An exact reproduction of the data below is the required answer.

[PROVIDED RECORDS — start]

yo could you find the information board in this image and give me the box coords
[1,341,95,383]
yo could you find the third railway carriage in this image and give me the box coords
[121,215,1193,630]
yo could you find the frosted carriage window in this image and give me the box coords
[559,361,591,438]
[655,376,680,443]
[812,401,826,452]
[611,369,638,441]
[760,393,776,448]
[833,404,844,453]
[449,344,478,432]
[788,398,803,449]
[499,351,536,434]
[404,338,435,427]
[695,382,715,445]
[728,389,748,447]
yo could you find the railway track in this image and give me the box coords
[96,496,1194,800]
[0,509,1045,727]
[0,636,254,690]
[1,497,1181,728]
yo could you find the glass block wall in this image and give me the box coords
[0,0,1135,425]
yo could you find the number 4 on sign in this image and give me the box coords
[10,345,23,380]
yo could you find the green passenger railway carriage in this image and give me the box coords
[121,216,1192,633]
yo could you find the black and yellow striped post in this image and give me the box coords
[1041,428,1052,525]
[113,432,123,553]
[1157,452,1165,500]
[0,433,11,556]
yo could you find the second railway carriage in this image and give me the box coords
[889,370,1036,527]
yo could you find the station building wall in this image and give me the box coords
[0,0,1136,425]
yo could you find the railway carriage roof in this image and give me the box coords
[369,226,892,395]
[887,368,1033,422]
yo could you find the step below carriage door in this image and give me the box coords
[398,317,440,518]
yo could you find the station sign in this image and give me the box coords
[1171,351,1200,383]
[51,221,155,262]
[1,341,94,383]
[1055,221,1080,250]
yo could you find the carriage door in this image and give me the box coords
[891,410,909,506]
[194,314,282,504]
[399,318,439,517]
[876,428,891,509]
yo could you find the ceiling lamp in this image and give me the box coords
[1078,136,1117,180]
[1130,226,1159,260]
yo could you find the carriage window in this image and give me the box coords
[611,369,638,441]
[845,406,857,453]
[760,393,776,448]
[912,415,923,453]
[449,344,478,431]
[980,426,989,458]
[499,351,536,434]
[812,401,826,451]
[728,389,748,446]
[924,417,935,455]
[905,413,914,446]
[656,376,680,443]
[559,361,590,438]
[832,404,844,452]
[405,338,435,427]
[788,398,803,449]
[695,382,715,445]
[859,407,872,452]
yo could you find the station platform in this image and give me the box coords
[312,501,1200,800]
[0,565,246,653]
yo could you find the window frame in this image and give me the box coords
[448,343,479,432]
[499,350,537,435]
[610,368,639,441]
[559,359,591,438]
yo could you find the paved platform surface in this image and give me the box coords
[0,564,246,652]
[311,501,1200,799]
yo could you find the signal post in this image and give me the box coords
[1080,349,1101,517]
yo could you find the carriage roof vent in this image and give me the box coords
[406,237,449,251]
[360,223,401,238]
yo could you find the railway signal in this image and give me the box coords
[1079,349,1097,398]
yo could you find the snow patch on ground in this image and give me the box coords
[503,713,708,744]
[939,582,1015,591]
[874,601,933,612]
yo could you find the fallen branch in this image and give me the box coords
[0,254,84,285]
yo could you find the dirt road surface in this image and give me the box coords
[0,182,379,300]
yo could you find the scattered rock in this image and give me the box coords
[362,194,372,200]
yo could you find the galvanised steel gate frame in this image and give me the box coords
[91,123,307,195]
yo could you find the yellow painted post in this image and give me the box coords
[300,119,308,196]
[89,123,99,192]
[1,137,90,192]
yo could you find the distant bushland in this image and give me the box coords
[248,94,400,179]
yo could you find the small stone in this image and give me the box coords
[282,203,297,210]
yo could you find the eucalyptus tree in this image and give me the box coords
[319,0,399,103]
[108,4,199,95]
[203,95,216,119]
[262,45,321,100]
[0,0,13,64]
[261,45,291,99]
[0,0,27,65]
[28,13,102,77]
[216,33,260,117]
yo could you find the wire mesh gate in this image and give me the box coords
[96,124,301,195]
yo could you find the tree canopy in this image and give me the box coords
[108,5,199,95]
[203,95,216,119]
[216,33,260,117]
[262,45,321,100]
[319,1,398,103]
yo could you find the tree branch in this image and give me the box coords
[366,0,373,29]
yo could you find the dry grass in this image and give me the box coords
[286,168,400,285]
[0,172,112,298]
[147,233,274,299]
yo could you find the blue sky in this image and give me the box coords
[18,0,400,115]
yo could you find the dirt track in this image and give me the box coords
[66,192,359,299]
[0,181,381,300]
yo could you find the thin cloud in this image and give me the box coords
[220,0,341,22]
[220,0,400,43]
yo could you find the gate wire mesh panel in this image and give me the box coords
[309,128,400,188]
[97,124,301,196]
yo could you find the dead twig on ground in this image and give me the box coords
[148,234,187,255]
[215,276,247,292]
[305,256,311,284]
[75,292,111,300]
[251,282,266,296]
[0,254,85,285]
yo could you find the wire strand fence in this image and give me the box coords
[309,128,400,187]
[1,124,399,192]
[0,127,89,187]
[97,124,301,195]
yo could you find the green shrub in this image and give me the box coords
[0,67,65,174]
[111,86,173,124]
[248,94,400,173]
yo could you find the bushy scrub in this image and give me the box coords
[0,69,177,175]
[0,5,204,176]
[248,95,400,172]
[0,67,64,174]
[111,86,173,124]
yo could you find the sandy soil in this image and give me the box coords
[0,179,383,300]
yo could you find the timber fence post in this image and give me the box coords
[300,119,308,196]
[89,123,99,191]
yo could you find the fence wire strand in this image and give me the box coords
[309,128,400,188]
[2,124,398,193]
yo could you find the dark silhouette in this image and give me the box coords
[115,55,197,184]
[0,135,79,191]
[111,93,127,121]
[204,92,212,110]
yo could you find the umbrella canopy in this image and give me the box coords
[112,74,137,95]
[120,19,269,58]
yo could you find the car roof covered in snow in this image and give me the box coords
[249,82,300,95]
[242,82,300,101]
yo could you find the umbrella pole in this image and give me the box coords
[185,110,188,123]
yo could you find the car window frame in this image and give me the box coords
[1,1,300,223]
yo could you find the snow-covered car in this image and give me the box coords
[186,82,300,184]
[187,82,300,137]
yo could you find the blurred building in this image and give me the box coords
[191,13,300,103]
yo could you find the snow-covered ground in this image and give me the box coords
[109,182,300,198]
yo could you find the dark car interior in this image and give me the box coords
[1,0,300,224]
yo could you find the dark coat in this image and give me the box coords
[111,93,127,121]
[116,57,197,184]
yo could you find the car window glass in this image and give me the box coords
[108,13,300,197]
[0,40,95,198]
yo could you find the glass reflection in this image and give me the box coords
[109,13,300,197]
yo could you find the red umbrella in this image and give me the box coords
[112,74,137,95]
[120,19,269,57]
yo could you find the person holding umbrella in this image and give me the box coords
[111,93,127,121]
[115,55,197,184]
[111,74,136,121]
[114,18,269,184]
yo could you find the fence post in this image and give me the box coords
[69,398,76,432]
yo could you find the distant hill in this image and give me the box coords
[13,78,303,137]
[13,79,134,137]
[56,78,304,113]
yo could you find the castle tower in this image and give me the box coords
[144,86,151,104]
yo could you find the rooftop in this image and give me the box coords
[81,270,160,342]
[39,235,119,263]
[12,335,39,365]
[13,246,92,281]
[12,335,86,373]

[PROVIDED RECORDS — finish]

**YOUR SOLUTION:**
yo could you find the information board in this image and give me the box coords
[1,341,95,383]
yo could you find the third railway carriage in this image and give me the box coords
[121,215,1193,630]
yo could you find the frosted carriage window in this image and give me the box coords
[559,361,591,438]
[655,376,680,443]
[812,401,826,452]
[611,369,638,441]
[760,393,776,448]
[833,404,844,453]
[449,344,478,432]
[788,398,803,449]
[499,351,536,434]
[404,338,435,427]
[695,382,715,445]
[728,389,748,447]
yo could you find the railway track in this image and give me the box coords
[96,496,1194,800]
[0,509,1045,727]
[0,636,254,690]
[1,497,1181,728]
yo could you find the glass block wall in this image and give me the box coords
[0,0,1135,425]
yo could you find the number 4 on sign in this image and give me the box coords
[10,345,23,380]
yo could you find the green passenger railway carriage in this image and give me the box coords
[121,216,1192,633]
yo could you find the black and yellow striped post in this image and give me the box coords
[1041,428,1052,525]
[113,432,123,553]
[1157,452,1165,500]
[0,433,11,556]
yo could you find the second railway carriage in this image and give me the box coords
[889,370,1036,527]
yo could you find the station building wall in this image and give me the box coords
[0,0,1136,425]
yo could you find the railway carriage roof in this image and give me the box coords
[369,226,892,395]
[887,368,1033,422]
yo could you find the step below carriage door in this image and give me the box coords
[398,317,440,518]
yo could you find the station sign in this image and give me the box coords
[1171,351,1200,383]
[51,221,155,262]
[1,341,94,383]
[1055,221,1080,250]
yo could you find the carriage door in this image and give me the box coords
[891,410,909,506]
[194,314,282,504]
[399,318,439,517]
[876,428,891,509]
yo could you find the ceiling lamp in this image and give me the box coords
[1078,136,1117,180]
[1130,226,1159,260]
yo could you find the carriage window in this image and give me the box coords
[611,369,638,441]
[845,406,857,453]
[760,393,776,448]
[912,415,923,453]
[449,344,478,431]
[980,426,989,458]
[499,351,536,434]
[812,401,826,451]
[728,389,748,446]
[924,417,935,455]
[905,413,914,446]
[656,376,680,443]
[559,361,590,438]
[832,404,844,452]
[405,338,435,427]
[788,398,803,449]
[695,382,715,445]
[859,407,872,452]
yo could you find the station platform in this image and give me the box coords
[312,501,1200,800]
[0,565,246,653]
yo could you find the window frame in this image and give me the box coords
[448,343,479,432]
[499,350,537,435]
[610,368,639,441]
[559,359,591,438]
yo could you find the paved platform surface in this image and give me the box coords
[0,564,246,652]
[311,501,1200,799]
yo could you find the signal post in this image and give me the box coords
[1080,349,1101,517]
yo could you find the carriage roof vent in this image and give me the box coords
[406,237,449,251]
[360,223,401,238]
yo could you find the railway signal in this image and give me the box coords
[1079,349,1097,398]
yo could you find the snow patch on ground in this image and give me the box coords
[503,713,708,744]
[939,582,1015,591]
[874,601,933,612]
yo could you find the fallen branch in this image and give me the box coords
[0,254,84,285]
yo could you find the dirt road surface in this image and give me the box coords
[0,182,379,300]
yo could you find the scattered rock in this image and give me the box coords
[362,194,372,200]
yo could you find the galvanised steel gate frame in this image and give me the box coords
[91,123,307,195]
yo could you find the yellow painted post in this image and give me the box coords
[300,119,308,196]
[89,123,99,192]
[1,137,90,192]
yo could you find the distant bushland in this image and give me the box coords
[248,94,400,179]
yo could you find the small stone in this image and give me the box coords
[282,203,297,210]
yo could you find the eucalyptus tree in this image and give me the box coords
[319,0,399,103]
[108,4,199,95]
[203,95,216,119]
[262,45,321,100]
[0,0,13,64]
[261,45,291,99]
[0,0,27,65]
[28,13,102,77]
[216,33,260,117]
yo could you find the wire mesh gate in this image and give me the box coords
[96,124,301,195]
yo could you find the tree canopy in this image and give me the box coords
[108,5,199,95]
[203,95,216,119]
[216,33,260,117]
[262,45,321,100]
[319,1,398,103]
yo could you find the tree branch in this image and give me the box coords
[366,0,373,29]
yo could you find the dry grass in this image and give me the box coords
[286,168,400,285]
[0,172,112,298]
[147,233,274,299]
yo could you find the blue sky in this image and give me the box coords
[18,0,400,115]
yo could you find the dirt track in this image and give me the box coords
[66,192,359,299]
[0,181,381,300]
yo could you find the thin cloud in this image and give me the box coords
[220,0,341,22]
[220,0,400,43]
yo could you find the gate wire mesh panel in this image and give me the box coords
[309,128,400,188]
[97,124,301,196]
yo could you find the dead twig on ground in this image and give me the box coords
[148,234,187,255]
[215,276,247,292]
[305,256,311,284]
[75,292,111,300]
[251,282,266,296]
[0,254,85,285]
yo could you find the wire strand fence in this image and give me the box coords
[309,128,400,187]
[1,124,399,192]
[0,127,89,187]
[97,124,301,195]
yo could you find the green shrub in this image and give me the box coords
[0,67,65,174]
[111,86,173,124]
[248,94,400,173]
yo could you find the bushy scrub in this image and give me the box coords
[0,69,177,175]
[0,5,204,176]
[248,95,400,172]
[0,67,64,174]
[111,86,173,124]
yo could you find the sandy soil in this image and give me the box coords
[0,179,383,300]
yo could you find the timber fence post in this image and give me the box coords
[300,119,308,196]
[89,123,99,191]
yo could you find the fence wire strand in this image and give me the box coords
[309,128,400,188]
[2,124,398,193]
yo could you find the dark silhouette in this image and give me the box coords
[115,55,197,184]
[0,135,79,191]
[111,93,127,121]
[204,92,212,110]
yo could you find the umbrella canopy in this image and give me the box coords
[112,74,137,95]
[120,19,269,58]
yo could you find the car roof covered in snow in this image and give me the box coords
[249,82,300,95]
[242,82,300,101]
yo could you find the umbrella pole in this image and give me the box coords
[185,110,188,123]
yo could you find the car window frame in this image and give me the box coords
[1,1,300,223]
yo could you find the snow-covered car in this image and give me the box coords
[186,82,300,184]
[187,82,300,137]
yo could you find the blurred building in this image and give me the box coords
[191,13,300,103]
yo could you find the snow-covered ground in this image and give me the box coords
[109,182,300,198]
yo could you find the dark car interior in this image and give me the box coords
[1,0,300,224]
yo could you find the dark coat in this image and give me the box coords
[111,93,127,121]
[116,57,197,184]
yo could you find the car window glass in this image and give me the box coords
[108,13,300,197]
[0,40,95,198]
yo could you find the glass reflection in this image and give me the box coords
[109,13,300,197]
yo could you find the red umbrella in this image and give me the box coords
[112,74,137,95]
[120,19,269,57]
yo could you find the person holding umbrella in this image and give me the box coords
[111,93,127,121]
[115,55,197,184]
[111,74,136,121]
[114,18,269,184]
yo could you find the fence post in this image and give me the box coords
[69,398,76,432]
yo could you find the distant hill in this image and give me the box coords
[13,78,303,137]
[13,79,134,137]
[56,78,304,113]
yo could you find the castle tower in this image and give me the box coords
[144,86,151,104]
yo could you find the rooftop in this image and give me the box coords
[81,270,160,342]
[39,235,119,263]
[12,335,39,365]
[13,246,92,281]
[12,335,86,373]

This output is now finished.